/---

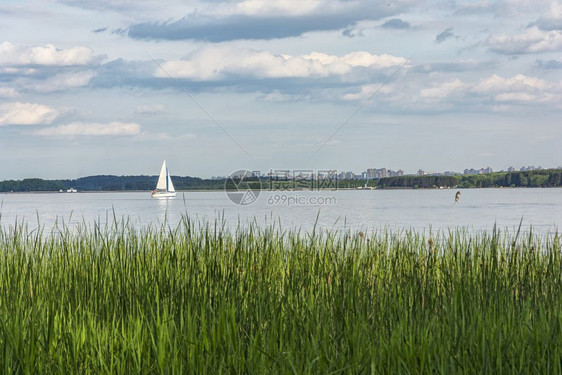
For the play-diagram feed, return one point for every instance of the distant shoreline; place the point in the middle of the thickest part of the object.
(273, 190)
(109, 183)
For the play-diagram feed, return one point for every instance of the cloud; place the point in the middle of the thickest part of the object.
(18, 113)
(261, 19)
(550, 64)
(444, 35)
(11, 54)
(533, 40)
(63, 81)
(90, 129)
(519, 88)
(214, 63)
(8, 92)
(552, 19)
(443, 89)
(149, 109)
(395, 23)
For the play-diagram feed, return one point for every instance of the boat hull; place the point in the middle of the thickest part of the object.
(163, 194)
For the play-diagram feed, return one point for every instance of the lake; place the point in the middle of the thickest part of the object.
(478, 209)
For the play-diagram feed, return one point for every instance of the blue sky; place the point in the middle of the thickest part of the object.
(85, 86)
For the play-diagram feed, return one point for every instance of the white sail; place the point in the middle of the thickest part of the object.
(164, 187)
(170, 184)
(161, 185)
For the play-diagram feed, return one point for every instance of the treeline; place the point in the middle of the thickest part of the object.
(106, 183)
(539, 178)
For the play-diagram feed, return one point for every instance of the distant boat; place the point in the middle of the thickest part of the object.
(164, 187)
(365, 187)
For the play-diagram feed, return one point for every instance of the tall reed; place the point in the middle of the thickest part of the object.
(200, 298)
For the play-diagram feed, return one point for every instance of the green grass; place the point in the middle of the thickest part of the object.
(201, 299)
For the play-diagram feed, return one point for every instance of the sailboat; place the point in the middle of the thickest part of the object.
(366, 187)
(164, 187)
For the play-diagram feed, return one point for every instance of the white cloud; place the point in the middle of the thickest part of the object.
(11, 54)
(214, 63)
(91, 129)
(368, 91)
(520, 82)
(442, 90)
(18, 113)
(63, 81)
(533, 40)
(289, 7)
(519, 88)
(8, 92)
(149, 109)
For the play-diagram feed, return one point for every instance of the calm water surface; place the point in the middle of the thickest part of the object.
(478, 209)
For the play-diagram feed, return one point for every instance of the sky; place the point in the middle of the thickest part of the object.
(116, 87)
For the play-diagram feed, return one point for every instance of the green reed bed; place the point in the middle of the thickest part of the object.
(201, 299)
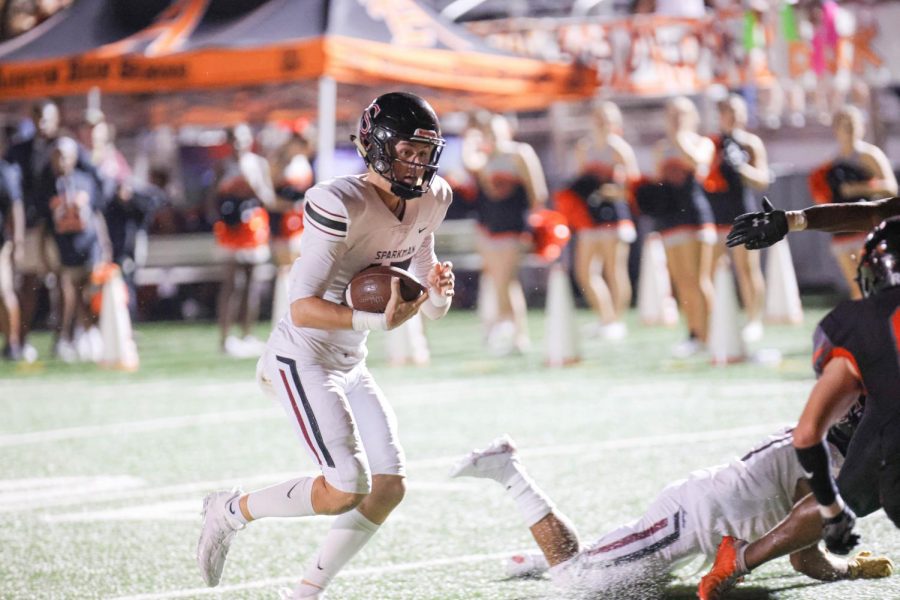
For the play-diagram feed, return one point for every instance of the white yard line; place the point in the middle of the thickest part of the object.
(292, 580)
(74, 498)
(405, 398)
(70, 433)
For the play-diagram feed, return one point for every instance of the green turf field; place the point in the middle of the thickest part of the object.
(102, 473)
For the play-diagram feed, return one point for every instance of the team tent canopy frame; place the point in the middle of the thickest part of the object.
(195, 45)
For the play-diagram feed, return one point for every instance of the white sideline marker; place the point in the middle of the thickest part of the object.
(444, 462)
(359, 572)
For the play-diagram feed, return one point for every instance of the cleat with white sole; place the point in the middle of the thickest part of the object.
(217, 534)
(494, 462)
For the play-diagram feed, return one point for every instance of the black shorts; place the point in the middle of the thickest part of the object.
(869, 477)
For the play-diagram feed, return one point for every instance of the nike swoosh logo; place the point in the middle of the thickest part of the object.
(292, 489)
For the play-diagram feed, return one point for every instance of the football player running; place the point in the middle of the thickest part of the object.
(315, 359)
(688, 519)
(857, 350)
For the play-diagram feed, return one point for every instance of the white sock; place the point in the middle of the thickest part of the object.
(292, 498)
(347, 535)
(533, 503)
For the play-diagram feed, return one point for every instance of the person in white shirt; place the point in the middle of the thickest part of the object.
(315, 365)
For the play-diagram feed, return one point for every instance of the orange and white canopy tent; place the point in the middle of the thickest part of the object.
(191, 46)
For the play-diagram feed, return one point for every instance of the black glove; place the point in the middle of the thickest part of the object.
(838, 532)
(758, 230)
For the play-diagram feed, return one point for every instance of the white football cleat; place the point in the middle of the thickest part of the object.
(216, 536)
(294, 594)
(494, 462)
(519, 566)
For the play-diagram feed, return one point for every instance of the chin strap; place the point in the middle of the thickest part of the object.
(404, 192)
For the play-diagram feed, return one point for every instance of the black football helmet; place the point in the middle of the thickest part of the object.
(394, 117)
(879, 267)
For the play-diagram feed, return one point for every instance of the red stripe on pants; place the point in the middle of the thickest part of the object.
(297, 414)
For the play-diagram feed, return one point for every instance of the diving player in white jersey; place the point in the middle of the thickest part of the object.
(315, 361)
(686, 520)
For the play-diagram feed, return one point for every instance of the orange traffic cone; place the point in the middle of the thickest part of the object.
(725, 342)
(656, 306)
(119, 349)
(561, 343)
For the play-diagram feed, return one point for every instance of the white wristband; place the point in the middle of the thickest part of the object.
(438, 299)
(366, 321)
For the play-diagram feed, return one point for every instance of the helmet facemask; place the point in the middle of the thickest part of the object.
(879, 267)
(383, 157)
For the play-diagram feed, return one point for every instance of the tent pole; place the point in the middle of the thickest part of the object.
(327, 125)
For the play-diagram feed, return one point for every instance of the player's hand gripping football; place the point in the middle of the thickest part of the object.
(866, 566)
(838, 532)
(760, 229)
(441, 281)
(399, 312)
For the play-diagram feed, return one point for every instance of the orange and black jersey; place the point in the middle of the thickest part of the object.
(867, 332)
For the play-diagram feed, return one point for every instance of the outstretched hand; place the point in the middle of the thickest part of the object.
(760, 229)
(838, 532)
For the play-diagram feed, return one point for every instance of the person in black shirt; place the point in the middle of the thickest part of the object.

\---

▶ **OBJECTIVE**: Extract every line of text from the items above, word for word, and leave the pictures out of your answer.

▶ **EXERCISE ANSWER**:
For the play-diagram feed, return one point for every instance of the distant shoreline; place the point in the middle of the thickest part of the object.
(273, 190)
(109, 183)
For the play-diagram feed, return one point for every instance of the cloud; place the point in the middle of the thickest part of the object.
(18, 113)
(261, 19)
(550, 64)
(444, 35)
(11, 54)
(533, 40)
(63, 81)
(90, 129)
(519, 88)
(214, 63)
(8, 92)
(552, 19)
(443, 89)
(149, 109)
(395, 23)
For the play-diagram feed, return one point for every instance of the boat hull; place the point in the middle of the thickest part of the object.
(163, 194)
For the play-diagram feed, return one point for every instance of the lake; place the point in the middle of the thickest part of the object.
(478, 209)
For the play-diagram feed, return one point for every instance of the blue sky; place the point in the middle of the thickest part of the object.
(85, 86)
For the play-diagram feed, return one point for every instance of the white sail; place the point in the middle of the thickest part of the object.
(164, 187)
(170, 184)
(161, 185)
For the play-diagram feed, return one point for every instance of the treeline; place the point in the middle of the thickest part of the object.
(106, 183)
(539, 178)
For the play-diagram feed, return one point for every instance of the distant boat; place the point in the middle of the thickest part of the object.
(164, 187)
(365, 187)
For the play-diagram feed, return one point for every instance of the tall reed; place the point in the middle of the thickest part of the object.
(200, 298)
For the play-diagram feed, return one point for every instance of the green grass; place the point in the middle of the thickest part of the object.
(201, 299)
For the play-diagram feed, return one point for every instance of the sailboat; place the point in the middle of the thickest part of the object.
(366, 187)
(164, 187)
For the play-diagram feed, return one point for every instance of the white cloud; place the point in the middle of the thickest part of the object.
(11, 54)
(214, 63)
(91, 129)
(368, 91)
(520, 82)
(442, 90)
(18, 113)
(63, 81)
(533, 40)
(289, 7)
(519, 88)
(8, 92)
(149, 109)
For the play-diagram feed, return one point for every instance of the calm water surface; place the point in the middle of the thickest part of the object.
(478, 209)
For the play-diagram feed, return one point for every instance of the sky; place the point in the middle of the thickest part of the object.
(116, 87)
For the play-diagram feed, return one point for every instance of the green reed bed; place the point in the middle of the thickest part of the object.
(201, 299)
For the play-diagram feed, return one point for every instance of the white yard line; place the point in the middle of the thickest part of the object.
(292, 580)
(74, 498)
(405, 398)
(70, 433)
For the play-diagram feed, return one point for every instance of the green turf field; place the point in the middle of the thickest part of the object.
(102, 473)
For the play-diagram feed, return one point for every instance of the team tent canopy frame; place the point in the middle of the thickest part of the object.
(195, 45)
For the play-diagram feed, return one point for every instance of the white sideline marker; place the point in the middle of the thickest part of the object.
(444, 462)
(359, 572)
For the play-diagram feed, return one point for every instance of the cleat with white sole; place the point in the middle of the thickest part of the object.
(217, 534)
(494, 462)
For the play-diagram feed, return one point for every instance of the black shorts; place the point in the middle of the thickest part of the object.
(869, 477)
For the play-diagram feed, return one point for every instance of the nike swoosh logo; place the point in the middle of the thickest part of the object.
(292, 489)
For the play-diagram feed, return one point for every instance of the football player running; place the point in the middle of the thickest part of the object.
(315, 359)
(688, 519)
(857, 350)
For the play-diagram feed, return one point for every instance of the white sock; place the point in the middle of the thickest part of the object.
(292, 498)
(347, 535)
(533, 503)
For the play-diagram feed, return one point for every instance of the person in white shirt; place the point in the middle of the thickest part of the object.
(315, 365)
For the play-diagram feed, return one point for every instance of the orange and white canopy tent; place the point in the middle of the thickest part of the object.
(191, 46)
For the play-diagram feed, return one point for every instance of the black glove; place the point in the middle of the thickest part of the object.
(838, 532)
(758, 230)
For the play-diagram feed, return one point for every instance of the white football cleat; place the point in the middle of the thickest part of the object.
(216, 536)
(294, 594)
(494, 462)
(519, 566)
For the play-diagram feed, return one point for every instance of the chin strap; place the point in the middle of the thickest part of the object.
(404, 192)
For the play-diagram feed, return one point for every instance of the black football helmet; place the point in the middle of the thickest part of the object.
(394, 117)
(879, 267)
For the play-diagram feed, return one point for every instance of the red stripe on pants; place the point in the middle of the thickest part of the object.
(297, 414)
For the play-diagram feed, return one point for every instance of the diving player in white jersey; place the point in the middle of the thickest part of the object.
(315, 361)
(686, 520)
For the play-diagram feed, return one point for every instance of the orange traffic cone; place the point in the middle of the thickest part of the object.
(725, 342)
(656, 306)
(119, 349)
(561, 343)
For the play-diagram feed, return one point for every instance of the white wristband; place the point in the middle of the thickest part of the object.
(438, 299)
(366, 321)
For the play-diagram feed, return one point for every instance of the helmet facemask; place the point in the middle of the thickest part of the object.
(879, 267)
(383, 157)
For the play-diagram feed, return one point for every instance of the tent pole; place the point in the middle of the thickest part of the object.
(327, 125)
For the play-diagram feed, return one point for every instance of the player's hand gripping football; place the point in the middle of the thickest part of the object.
(866, 566)
(838, 532)
(760, 229)
(441, 281)
(399, 312)
For the play-diagram feed, return one point for every instance of the orange and black jersey; place the point in the middle of the thickest part of the object.
(867, 332)
For the play-diagram feed, return one point for every instance of the outstretched hand; place the point in the middle of the thickest part of the object.
(760, 229)
(838, 532)
For the play-diagram feed, return one point for every instance of the person in black shirt; place the point in the middle of the thickest part of the object.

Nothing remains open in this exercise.